> [ASSIGNMENT] Word for word, reproduce the listing that follows, excluding any pictures it contains.

[THE DATA Boundary: Start]

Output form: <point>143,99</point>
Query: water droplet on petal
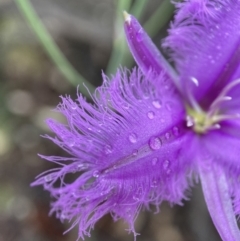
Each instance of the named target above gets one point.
<point>145,96</point>
<point>157,104</point>
<point>217,6</point>
<point>169,106</point>
<point>108,149</point>
<point>195,81</point>
<point>96,174</point>
<point>154,182</point>
<point>126,106</point>
<point>132,138</point>
<point>139,35</point>
<point>167,135</point>
<point>154,161</point>
<point>70,142</point>
<point>166,164</point>
<point>155,143</point>
<point>135,152</point>
<point>74,106</point>
<point>175,131</point>
<point>48,178</point>
<point>151,115</point>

[THE DATA Boundary: End]

> [ANSWER TO THE PROBLEM]
Output form: <point>143,99</point>
Query: water droplet on petal
Each instance of the named target above gets one point.
<point>145,96</point>
<point>157,104</point>
<point>217,6</point>
<point>169,106</point>
<point>108,149</point>
<point>195,81</point>
<point>96,174</point>
<point>154,182</point>
<point>126,106</point>
<point>132,138</point>
<point>139,35</point>
<point>167,135</point>
<point>154,161</point>
<point>70,142</point>
<point>166,164</point>
<point>155,143</point>
<point>135,152</point>
<point>74,106</point>
<point>175,131</point>
<point>48,178</point>
<point>151,115</point>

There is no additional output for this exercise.